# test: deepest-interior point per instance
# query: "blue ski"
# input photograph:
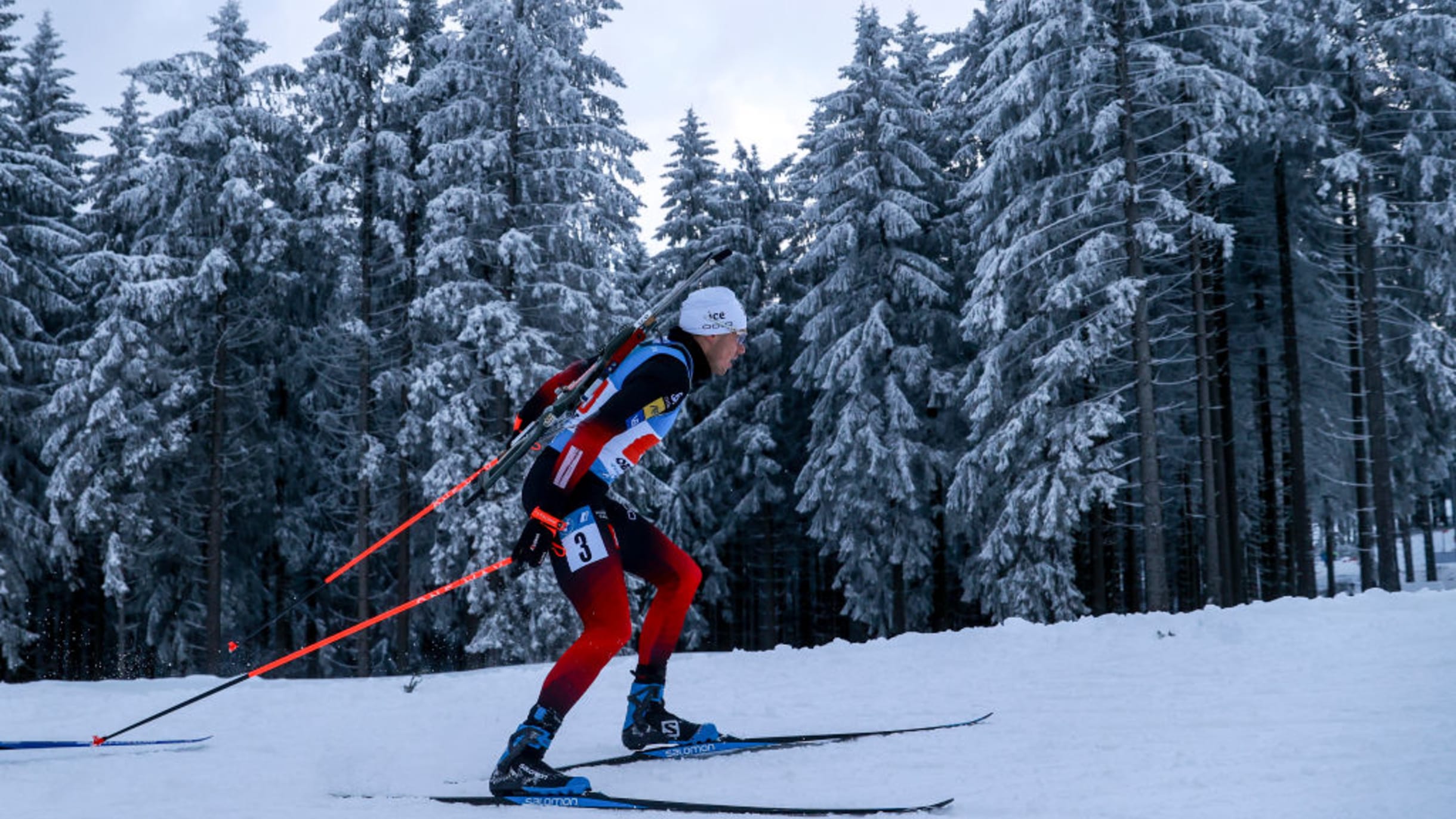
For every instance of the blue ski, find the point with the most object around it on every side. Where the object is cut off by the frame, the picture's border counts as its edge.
(737, 745)
(40, 744)
(604, 802)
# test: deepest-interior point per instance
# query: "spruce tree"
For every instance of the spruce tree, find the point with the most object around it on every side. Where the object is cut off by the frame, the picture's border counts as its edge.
(219, 194)
(875, 321)
(1093, 153)
(529, 232)
(40, 305)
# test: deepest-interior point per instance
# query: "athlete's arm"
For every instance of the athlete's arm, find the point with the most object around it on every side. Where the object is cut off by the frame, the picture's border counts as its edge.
(661, 379)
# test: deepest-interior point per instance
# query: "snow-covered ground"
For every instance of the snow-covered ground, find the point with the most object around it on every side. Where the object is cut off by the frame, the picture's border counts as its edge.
(1321, 709)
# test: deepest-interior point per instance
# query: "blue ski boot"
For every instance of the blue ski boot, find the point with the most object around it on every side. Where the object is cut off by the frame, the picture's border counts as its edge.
(650, 723)
(522, 768)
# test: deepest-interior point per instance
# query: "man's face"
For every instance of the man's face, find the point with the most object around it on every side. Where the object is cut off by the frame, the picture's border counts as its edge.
(723, 350)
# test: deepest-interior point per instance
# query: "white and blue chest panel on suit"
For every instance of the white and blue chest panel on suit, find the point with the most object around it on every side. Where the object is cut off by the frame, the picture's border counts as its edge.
(646, 429)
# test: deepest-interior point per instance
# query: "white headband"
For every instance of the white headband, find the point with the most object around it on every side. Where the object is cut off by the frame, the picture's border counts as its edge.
(712, 311)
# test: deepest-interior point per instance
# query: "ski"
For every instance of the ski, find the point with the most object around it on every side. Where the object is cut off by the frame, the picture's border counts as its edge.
(604, 802)
(739, 745)
(45, 744)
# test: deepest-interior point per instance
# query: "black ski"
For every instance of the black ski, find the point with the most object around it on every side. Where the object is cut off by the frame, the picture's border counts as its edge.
(739, 745)
(604, 802)
(48, 744)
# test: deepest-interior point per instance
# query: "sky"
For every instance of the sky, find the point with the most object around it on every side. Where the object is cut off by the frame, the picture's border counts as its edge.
(750, 69)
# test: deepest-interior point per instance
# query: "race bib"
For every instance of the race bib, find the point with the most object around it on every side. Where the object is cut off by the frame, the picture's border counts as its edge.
(581, 538)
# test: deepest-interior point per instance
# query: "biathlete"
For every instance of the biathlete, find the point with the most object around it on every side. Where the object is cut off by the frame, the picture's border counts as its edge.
(591, 540)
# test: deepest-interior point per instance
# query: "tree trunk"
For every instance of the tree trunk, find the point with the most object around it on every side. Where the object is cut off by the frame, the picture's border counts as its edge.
(1267, 575)
(1212, 532)
(365, 408)
(1429, 532)
(1374, 365)
(1231, 543)
(1155, 553)
(213, 559)
(1358, 413)
(1407, 524)
(1293, 385)
(1097, 544)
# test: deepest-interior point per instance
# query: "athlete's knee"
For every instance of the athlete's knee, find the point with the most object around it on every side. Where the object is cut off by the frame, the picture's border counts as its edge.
(616, 635)
(689, 577)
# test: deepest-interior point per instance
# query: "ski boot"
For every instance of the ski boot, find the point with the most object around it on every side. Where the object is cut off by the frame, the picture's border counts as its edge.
(522, 770)
(651, 723)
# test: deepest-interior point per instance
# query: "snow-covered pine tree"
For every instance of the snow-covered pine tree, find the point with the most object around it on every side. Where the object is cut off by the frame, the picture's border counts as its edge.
(359, 196)
(217, 197)
(877, 340)
(692, 199)
(529, 228)
(114, 413)
(38, 308)
(736, 433)
(1414, 43)
(1094, 120)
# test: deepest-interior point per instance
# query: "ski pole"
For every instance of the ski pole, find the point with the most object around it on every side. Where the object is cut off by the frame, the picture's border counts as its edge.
(610, 355)
(308, 651)
(233, 645)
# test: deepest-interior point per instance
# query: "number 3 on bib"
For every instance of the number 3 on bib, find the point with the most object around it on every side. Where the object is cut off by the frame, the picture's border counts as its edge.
(581, 538)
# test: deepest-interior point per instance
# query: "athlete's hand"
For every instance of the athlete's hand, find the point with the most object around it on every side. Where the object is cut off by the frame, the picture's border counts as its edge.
(535, 543)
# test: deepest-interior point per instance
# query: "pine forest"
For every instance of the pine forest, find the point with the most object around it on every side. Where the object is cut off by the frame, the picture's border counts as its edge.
(1085, 306)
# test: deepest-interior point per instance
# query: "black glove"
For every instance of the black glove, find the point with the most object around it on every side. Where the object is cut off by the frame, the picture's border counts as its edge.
(535, 543)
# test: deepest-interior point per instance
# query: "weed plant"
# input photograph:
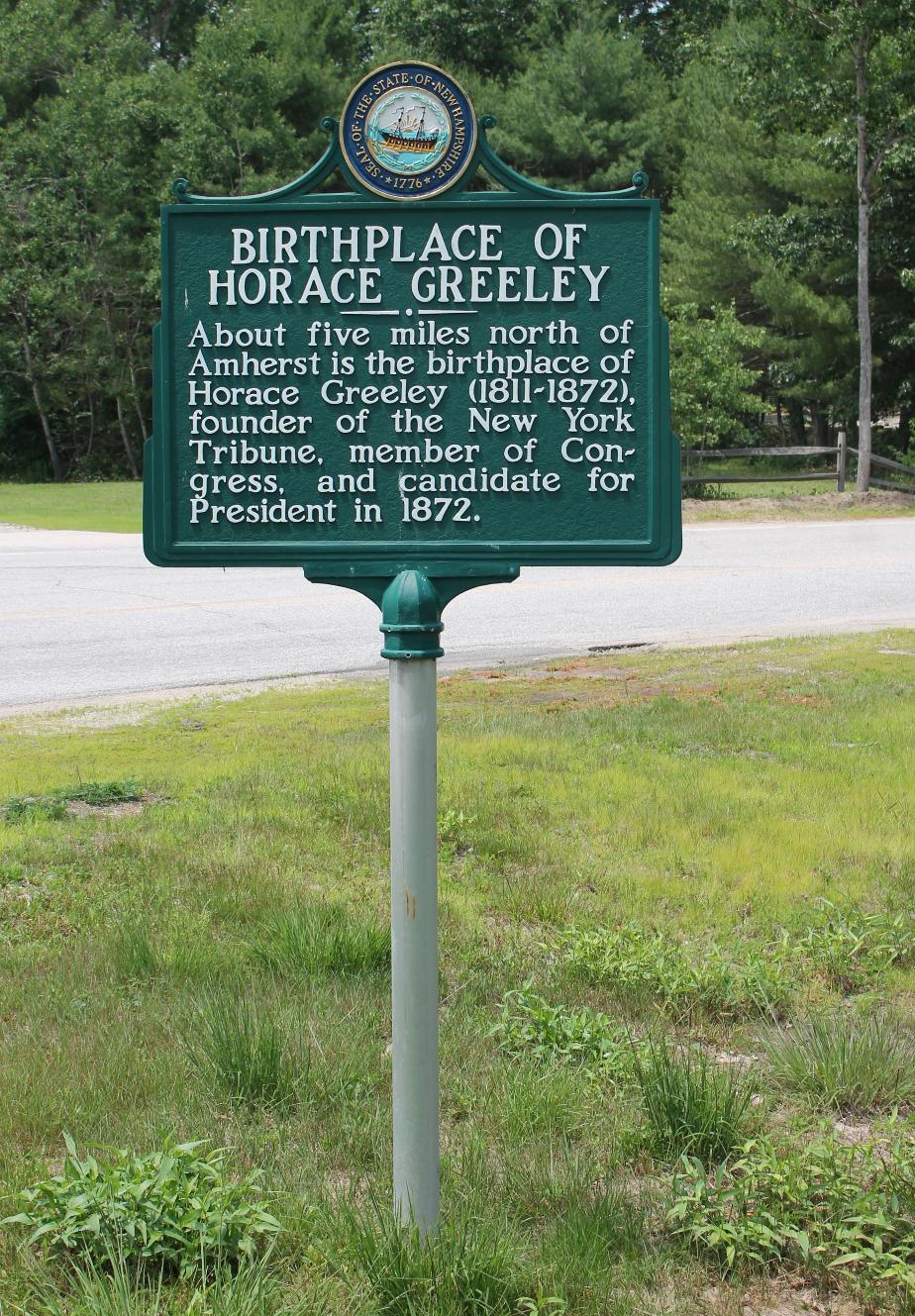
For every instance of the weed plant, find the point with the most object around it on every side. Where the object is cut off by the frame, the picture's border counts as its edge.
(54, 804)
(847, 1063)
(251, 1056)
(643, 967)
(531, 1027)
(692, 1107)
(172, 1211)
(822, 1208)
(854, 947)
(322, 939)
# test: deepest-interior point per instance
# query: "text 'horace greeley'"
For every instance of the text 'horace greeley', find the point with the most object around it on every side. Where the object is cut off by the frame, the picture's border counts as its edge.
(278, 264)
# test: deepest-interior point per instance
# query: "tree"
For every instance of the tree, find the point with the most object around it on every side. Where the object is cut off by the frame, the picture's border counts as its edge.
(592, 141)
(711, 387)
(848, 68)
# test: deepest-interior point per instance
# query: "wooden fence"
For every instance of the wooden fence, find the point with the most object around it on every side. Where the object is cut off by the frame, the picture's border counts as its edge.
(842, 452)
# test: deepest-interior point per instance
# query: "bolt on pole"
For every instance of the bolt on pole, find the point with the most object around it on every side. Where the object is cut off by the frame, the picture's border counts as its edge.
(415, 941)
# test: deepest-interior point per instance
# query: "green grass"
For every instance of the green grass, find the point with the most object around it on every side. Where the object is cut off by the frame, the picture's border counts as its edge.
(100, 506)
(214, 964)
(692, 1106)
(855, 1063)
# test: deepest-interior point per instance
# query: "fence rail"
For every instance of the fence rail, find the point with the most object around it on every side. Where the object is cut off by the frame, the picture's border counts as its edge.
(842, 452)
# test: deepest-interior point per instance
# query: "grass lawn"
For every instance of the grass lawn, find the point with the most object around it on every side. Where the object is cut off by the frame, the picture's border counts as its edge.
(651, 864)
(103, 506)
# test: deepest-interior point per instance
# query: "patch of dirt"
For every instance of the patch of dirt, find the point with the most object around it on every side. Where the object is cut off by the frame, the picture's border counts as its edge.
(782, 1298)
(854, 1133)
(793, 507)
(125, 808)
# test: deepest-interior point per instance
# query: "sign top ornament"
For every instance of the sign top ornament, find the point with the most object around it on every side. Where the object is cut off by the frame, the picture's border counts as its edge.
(408, 131)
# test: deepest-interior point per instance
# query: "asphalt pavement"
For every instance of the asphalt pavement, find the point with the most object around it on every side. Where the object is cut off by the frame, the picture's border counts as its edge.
(83, 615)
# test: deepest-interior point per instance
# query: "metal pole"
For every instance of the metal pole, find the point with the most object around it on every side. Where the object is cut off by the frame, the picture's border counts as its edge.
(414, 941)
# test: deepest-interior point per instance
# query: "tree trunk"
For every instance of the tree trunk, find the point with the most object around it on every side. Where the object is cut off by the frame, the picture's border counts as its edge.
(819, 425)
(125, 437)
(864, 274)
(139, 409)
(55, 459)
(795, 411)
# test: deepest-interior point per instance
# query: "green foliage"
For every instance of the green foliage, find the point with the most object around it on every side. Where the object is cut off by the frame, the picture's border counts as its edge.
(548, 129)
(249, 1290)
(644, 966)
(692, 1107)
(54, 804)
(859, 1063)
(247, 1051)
(323, 939)
(467, 1268)
(711, 387)
(528, 1025)
(823, 1208)
(852, 947)
(135, 956)
(171, 1210)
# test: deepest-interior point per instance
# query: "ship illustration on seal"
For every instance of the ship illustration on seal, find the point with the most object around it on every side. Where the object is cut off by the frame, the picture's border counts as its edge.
(410, 132)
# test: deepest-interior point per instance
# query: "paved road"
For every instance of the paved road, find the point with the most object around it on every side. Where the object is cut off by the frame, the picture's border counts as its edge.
(83, 615)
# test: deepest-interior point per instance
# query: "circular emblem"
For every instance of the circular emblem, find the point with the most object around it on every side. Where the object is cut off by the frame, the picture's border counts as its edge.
(408, 132)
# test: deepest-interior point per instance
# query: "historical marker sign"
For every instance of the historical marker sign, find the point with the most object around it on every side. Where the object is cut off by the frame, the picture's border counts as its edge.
(411, 400)
(480, 378)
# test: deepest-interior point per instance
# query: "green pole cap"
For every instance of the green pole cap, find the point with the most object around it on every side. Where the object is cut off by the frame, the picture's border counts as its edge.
(411, 617)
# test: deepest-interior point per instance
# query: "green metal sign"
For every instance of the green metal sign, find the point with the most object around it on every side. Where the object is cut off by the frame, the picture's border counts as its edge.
(411, 400)
(349, 383)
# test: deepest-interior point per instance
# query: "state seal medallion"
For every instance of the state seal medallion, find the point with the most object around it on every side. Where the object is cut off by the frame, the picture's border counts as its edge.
(408, 132)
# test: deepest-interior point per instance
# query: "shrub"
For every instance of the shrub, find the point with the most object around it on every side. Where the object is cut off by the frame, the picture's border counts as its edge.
(822, 1207)
(647, 966)
(847, 1063)
(530, 1025)
(324, 939)
(691, 1106)
(248, 1051)
(174, 1210)
(852, 947)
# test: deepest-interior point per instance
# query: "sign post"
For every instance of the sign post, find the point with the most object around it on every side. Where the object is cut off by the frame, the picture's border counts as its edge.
(411, 390)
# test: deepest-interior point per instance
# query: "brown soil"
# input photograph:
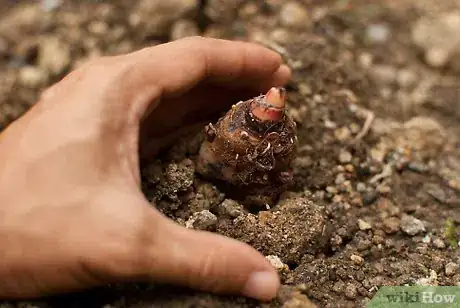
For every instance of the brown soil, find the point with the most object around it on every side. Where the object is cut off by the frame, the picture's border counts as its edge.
(347, 226)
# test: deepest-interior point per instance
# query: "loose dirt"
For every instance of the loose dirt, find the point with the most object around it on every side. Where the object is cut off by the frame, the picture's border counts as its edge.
(377, 179)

----------

• Enunciado: Muestra, copiada íntegramente, cada línea de los registros anteriores en la que aparezca la palabra "lawn".

• Solución propuesta:
# query: "grass lawn"
For every instance of the grass lawn, find the point with the most object around it on every side. Where the object is cut off by the frame, the picture's border counts as its edge.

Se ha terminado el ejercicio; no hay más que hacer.